- ÉNONCÉ A -
Répondez aux questions suivantes à partir de l'article sur la succession d'Uribe :
(i) Quel jour le président Uribe quittera-t-il le pouvoir ?
(ii) À quelles dates son successeur sera-t-il élu, pour chacun des deux tours ?
(iii) Dans quel pays, selon la dernière phrase, le verdict ne passera-t-il pas inaperçu ?
- ÉNONCÉ B -
Dans le listing, substituez « grease droplet » à « oil droplet » et reproduisez, sans autre modification, les lignes qui vont du début du listing jusqu'à celle contenant « [(366, 264)] », incluse.

Retour / Back

Le président se soumet au verdict de la Cour constitutionnelle
Colombie - Uribe s'en ira le 7 août : démocratie et succession présidentielle

BOGOTA / MADRID, dimanche 28 février 2010 (LatinReporters.com) - Huit ans de règne du président conservateur Alvaro Uribe s'achèveront le 7 août 2010. Ce jour-là, le président peut-être le plus populaire de l'histoire de la Colombie cédera le pouvoir à son successeur élu le 30 mai (1er tour) ou le 20 juin (2e tour). Avec une humilité démocratique le différenciant d'autres chefs d'Etat de la région, le président Uribe se soumet au verdict de la Cour constitutionnelle qui l'empêche de briguer un 3e mandat. Ce verdict ne passera pas inaperçu au Venezuela.

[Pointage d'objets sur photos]
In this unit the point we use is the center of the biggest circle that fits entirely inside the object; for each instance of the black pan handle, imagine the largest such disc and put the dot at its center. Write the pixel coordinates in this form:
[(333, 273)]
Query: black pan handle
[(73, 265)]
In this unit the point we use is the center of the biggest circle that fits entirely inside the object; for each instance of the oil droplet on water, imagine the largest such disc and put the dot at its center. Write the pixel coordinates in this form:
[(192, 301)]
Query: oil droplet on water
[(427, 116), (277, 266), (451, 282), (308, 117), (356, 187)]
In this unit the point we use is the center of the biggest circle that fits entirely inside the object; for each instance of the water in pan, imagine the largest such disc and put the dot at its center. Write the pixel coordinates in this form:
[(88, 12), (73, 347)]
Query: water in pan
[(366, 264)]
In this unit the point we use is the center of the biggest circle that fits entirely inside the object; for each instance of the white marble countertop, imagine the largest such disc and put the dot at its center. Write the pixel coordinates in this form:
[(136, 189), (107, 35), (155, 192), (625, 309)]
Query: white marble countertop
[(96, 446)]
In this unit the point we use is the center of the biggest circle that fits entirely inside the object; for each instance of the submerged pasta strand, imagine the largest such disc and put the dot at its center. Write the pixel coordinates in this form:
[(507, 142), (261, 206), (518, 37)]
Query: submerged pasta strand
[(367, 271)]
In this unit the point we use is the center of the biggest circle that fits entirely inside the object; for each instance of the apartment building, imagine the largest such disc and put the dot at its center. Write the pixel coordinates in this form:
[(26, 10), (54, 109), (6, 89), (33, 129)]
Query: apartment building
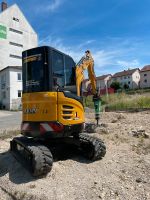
[(16, 35), (145, 77), (130, 78)]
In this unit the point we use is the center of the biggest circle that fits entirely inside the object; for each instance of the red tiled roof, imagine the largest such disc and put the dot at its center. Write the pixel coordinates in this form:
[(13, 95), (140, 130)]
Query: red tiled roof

- RÉPONSE COMPLÈTE A -
(i) Le 7 août 2010.
(ii) Le 30 mai pour le premier tour, le 20 juin pour le second.
(iii) Au Venezuela.

- RÉPONSE COMPLÈTE B -
In this unit the point we use is the center of the biggest circle that fits entirely inside the object; for each instance of the black pan handle, imagine the largest such disc and put the dot at its center. Write the pixel coordinates in this form:
[(333, 273)]
Query: black pan handle
[(73, 265)]
In this unit the point we use is the center of the biggest circle that fits entirely inside the object; for each instance of the grease droplet on water, imagine the largest such disc and put the dot at its center. Write the pixel coordinates in this form:
[(192, 301)]
Query: grease droplet on water
[(427, 116), (277, 266), (451, 282), (308, 117), (356, 187)]
In this unit the point we use is the center of the biggest circle that fits entirely inside the object; for each instance of the water in pan, imagine the largest such disc and put the dot at its center. Write the pixel coordinates in this form:
[(88, 12), (73, 347)]
Query: water in pan
[(366, 264)]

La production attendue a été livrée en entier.